[TASK]: Report the tally of lines in the material below that have the string "high", with no other output.
- - - -
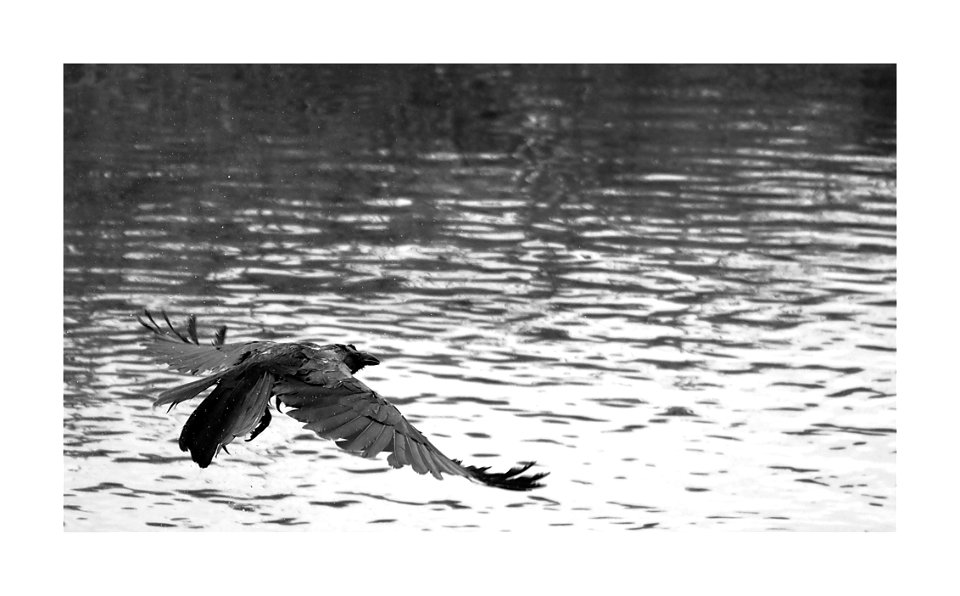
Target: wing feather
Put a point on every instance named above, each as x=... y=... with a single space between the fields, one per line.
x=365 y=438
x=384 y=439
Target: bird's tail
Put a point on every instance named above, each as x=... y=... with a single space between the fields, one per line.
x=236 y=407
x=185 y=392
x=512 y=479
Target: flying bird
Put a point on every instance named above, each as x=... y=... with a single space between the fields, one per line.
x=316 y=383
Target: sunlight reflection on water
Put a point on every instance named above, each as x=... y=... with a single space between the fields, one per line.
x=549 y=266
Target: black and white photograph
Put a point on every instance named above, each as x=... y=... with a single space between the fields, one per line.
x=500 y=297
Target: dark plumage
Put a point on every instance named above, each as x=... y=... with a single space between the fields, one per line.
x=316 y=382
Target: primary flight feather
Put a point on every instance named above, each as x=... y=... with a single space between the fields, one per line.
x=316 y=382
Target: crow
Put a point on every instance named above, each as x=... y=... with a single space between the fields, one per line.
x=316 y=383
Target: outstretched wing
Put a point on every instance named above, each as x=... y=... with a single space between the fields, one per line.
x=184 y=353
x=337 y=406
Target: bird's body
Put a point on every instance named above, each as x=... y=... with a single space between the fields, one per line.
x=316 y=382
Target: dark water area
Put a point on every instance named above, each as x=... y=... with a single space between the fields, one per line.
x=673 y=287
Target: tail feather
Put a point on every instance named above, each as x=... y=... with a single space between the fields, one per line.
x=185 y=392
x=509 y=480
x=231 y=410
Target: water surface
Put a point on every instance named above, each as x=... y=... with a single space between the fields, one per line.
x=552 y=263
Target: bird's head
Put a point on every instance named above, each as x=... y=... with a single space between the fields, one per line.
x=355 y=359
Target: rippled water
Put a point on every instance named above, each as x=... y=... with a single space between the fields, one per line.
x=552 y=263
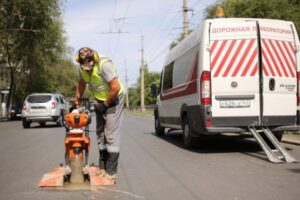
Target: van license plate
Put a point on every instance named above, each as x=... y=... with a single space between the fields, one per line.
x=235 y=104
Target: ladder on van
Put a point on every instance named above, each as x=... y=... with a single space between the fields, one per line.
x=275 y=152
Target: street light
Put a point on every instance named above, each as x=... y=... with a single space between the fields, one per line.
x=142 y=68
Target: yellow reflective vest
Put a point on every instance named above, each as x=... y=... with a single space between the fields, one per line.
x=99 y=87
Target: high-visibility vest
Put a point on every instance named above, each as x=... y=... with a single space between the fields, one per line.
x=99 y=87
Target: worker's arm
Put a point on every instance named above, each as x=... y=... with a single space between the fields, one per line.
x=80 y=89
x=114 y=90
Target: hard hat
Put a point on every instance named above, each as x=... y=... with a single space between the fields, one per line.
- - - -
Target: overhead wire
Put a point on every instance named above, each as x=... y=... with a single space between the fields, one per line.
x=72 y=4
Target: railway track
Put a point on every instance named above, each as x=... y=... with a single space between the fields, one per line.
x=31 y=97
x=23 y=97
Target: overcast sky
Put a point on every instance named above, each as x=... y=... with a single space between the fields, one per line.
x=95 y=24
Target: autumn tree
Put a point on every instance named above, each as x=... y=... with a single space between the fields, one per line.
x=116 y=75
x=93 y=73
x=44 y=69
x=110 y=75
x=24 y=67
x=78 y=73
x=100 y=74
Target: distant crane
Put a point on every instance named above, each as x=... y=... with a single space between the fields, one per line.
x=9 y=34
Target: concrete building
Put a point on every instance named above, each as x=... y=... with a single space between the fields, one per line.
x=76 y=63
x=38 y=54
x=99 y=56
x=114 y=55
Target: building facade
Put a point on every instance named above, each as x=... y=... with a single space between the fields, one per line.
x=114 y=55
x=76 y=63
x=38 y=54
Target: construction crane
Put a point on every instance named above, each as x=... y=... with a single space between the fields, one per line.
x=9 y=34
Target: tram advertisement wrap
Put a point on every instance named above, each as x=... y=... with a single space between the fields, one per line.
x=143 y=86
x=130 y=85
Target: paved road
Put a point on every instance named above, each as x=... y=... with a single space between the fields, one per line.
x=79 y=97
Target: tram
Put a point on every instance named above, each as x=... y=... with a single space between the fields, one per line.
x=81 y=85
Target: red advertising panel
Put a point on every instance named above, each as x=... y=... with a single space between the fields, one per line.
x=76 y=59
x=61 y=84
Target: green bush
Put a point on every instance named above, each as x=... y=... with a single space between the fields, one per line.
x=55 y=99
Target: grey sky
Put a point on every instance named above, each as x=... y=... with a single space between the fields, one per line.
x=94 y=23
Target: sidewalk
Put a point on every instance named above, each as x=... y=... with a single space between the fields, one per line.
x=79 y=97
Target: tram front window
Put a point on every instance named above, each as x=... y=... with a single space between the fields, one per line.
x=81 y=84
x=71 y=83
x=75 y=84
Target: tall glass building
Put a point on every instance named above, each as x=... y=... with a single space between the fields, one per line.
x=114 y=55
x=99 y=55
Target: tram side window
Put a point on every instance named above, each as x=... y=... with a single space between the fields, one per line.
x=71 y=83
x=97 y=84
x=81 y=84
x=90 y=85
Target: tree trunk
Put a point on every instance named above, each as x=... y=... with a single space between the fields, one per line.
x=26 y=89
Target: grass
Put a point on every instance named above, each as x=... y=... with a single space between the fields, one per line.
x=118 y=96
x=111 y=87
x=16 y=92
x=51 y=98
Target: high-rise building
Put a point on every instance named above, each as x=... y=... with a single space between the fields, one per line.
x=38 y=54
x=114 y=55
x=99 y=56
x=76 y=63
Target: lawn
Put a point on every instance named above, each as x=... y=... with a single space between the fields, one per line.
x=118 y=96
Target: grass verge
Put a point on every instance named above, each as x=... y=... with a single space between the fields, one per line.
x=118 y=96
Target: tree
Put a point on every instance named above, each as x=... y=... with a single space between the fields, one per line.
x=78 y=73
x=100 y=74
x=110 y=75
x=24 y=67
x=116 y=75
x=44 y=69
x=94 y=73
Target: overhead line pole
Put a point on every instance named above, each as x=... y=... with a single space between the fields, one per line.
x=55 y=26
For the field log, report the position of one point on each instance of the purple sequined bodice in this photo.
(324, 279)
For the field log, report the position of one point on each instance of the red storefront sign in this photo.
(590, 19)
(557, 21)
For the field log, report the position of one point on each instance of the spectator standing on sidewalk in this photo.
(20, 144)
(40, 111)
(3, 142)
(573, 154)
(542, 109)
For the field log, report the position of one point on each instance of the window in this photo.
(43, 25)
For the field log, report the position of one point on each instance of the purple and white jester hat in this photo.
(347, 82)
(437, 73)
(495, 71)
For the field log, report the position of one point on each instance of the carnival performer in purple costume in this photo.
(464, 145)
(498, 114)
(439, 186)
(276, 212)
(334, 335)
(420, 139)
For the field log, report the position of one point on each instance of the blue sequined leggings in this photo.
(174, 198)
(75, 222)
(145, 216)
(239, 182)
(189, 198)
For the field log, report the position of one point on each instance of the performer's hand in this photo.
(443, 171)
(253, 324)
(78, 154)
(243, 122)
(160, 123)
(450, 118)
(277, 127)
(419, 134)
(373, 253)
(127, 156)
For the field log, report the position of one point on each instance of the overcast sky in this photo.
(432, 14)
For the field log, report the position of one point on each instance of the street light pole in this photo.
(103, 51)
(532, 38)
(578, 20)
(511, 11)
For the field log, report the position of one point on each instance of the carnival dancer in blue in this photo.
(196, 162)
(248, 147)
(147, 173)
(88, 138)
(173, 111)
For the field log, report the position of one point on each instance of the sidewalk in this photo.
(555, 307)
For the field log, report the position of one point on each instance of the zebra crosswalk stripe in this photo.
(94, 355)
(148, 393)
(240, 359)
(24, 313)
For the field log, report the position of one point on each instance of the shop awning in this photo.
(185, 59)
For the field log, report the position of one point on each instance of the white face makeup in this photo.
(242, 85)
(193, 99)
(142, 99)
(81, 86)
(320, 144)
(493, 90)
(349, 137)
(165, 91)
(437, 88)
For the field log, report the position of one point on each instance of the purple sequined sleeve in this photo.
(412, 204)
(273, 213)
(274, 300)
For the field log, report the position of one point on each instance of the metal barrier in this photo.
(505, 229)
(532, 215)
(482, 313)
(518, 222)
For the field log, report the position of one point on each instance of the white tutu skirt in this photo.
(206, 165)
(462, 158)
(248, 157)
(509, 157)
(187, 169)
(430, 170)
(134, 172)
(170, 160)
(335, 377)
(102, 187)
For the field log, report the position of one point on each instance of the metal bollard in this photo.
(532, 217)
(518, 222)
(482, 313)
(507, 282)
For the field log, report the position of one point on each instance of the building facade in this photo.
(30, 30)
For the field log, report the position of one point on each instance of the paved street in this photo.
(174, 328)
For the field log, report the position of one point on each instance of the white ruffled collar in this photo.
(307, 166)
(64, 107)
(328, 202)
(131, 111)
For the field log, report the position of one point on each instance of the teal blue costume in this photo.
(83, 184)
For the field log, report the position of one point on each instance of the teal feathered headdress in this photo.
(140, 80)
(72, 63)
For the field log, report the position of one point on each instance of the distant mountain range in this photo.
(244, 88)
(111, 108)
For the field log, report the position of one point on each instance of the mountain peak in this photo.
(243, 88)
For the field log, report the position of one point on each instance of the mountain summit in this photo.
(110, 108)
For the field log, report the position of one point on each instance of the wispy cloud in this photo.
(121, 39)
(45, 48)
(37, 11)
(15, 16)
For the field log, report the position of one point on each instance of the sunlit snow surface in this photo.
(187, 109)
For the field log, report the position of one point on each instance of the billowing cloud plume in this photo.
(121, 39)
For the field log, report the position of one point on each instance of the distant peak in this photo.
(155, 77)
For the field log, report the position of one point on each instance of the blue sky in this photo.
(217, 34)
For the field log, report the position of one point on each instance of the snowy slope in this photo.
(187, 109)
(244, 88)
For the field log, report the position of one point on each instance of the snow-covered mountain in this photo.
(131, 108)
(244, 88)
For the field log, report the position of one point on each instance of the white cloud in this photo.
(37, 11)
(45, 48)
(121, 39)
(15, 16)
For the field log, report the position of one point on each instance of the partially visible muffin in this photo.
- - - -
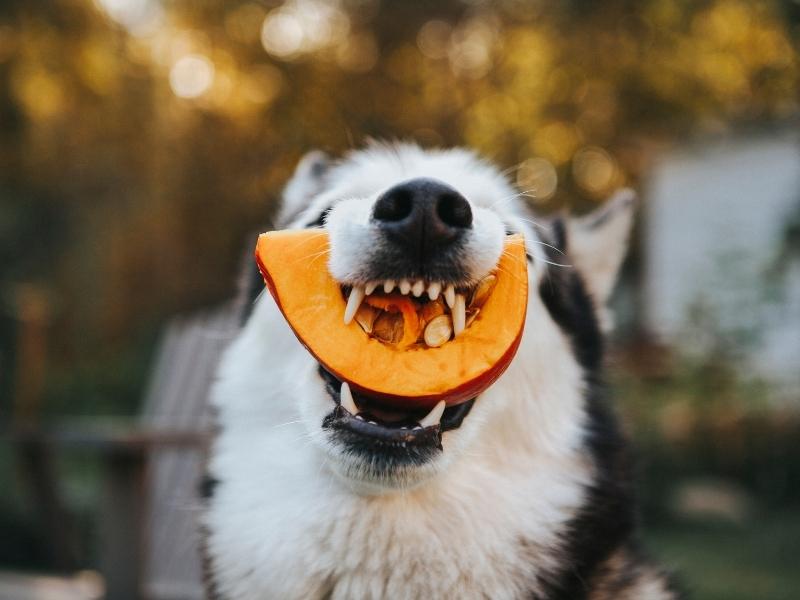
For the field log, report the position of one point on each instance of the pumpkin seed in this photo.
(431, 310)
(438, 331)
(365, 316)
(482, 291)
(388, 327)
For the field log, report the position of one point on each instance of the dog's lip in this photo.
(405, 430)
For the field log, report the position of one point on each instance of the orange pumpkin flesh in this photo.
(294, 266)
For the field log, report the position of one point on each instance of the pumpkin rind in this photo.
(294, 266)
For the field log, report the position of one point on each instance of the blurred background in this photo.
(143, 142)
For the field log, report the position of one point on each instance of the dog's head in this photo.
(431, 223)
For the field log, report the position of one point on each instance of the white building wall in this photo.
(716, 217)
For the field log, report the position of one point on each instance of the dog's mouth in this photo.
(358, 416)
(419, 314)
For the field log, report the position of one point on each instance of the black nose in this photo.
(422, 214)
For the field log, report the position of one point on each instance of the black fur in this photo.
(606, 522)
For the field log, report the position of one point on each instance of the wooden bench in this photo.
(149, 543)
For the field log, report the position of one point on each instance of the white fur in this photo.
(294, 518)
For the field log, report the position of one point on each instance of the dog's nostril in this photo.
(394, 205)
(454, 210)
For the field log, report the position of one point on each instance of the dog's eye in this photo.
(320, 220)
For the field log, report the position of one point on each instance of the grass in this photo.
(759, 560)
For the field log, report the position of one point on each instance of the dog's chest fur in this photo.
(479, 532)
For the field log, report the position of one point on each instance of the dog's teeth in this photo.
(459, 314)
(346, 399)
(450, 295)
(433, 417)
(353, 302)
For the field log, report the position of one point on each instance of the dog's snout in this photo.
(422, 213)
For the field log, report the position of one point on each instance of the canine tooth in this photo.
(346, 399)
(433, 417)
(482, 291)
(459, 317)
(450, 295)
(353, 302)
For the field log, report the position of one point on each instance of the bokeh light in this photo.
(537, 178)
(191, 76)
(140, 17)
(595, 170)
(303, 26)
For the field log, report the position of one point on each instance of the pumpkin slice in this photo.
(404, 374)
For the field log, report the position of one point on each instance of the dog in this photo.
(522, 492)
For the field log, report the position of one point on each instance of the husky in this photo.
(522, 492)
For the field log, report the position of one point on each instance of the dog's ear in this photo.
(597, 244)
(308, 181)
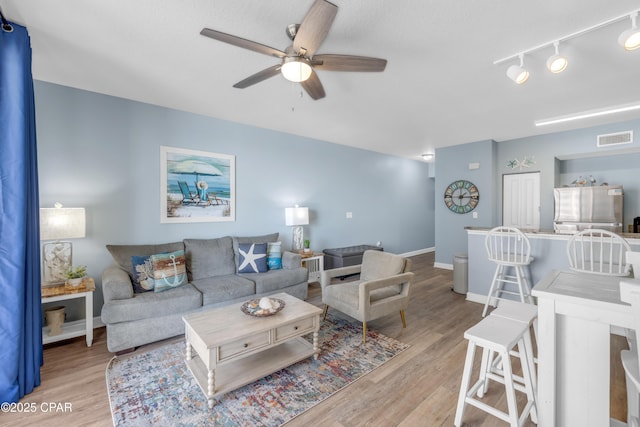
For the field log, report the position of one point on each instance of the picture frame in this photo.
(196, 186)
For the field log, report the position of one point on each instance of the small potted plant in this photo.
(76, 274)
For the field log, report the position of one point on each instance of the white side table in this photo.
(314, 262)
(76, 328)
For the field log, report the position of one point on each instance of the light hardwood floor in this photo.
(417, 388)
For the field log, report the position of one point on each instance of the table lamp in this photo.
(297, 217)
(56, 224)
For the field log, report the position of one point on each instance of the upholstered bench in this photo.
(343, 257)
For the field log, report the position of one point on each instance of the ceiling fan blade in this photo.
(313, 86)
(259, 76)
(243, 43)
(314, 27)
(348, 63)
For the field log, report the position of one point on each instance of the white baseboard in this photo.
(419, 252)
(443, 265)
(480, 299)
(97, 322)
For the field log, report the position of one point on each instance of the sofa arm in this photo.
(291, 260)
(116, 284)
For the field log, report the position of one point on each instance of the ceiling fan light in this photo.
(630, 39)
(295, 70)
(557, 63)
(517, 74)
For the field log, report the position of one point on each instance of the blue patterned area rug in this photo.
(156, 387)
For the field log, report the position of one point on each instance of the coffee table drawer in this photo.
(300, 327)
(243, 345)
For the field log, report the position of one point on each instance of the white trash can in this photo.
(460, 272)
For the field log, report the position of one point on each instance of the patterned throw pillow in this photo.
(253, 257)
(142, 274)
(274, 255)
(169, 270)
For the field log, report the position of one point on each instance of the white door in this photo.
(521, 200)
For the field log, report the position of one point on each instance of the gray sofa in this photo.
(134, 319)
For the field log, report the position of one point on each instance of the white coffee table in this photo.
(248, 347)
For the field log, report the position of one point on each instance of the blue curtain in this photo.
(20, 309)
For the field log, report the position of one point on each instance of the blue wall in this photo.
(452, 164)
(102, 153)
- - - -
[THE COMPLETED TASK]: 2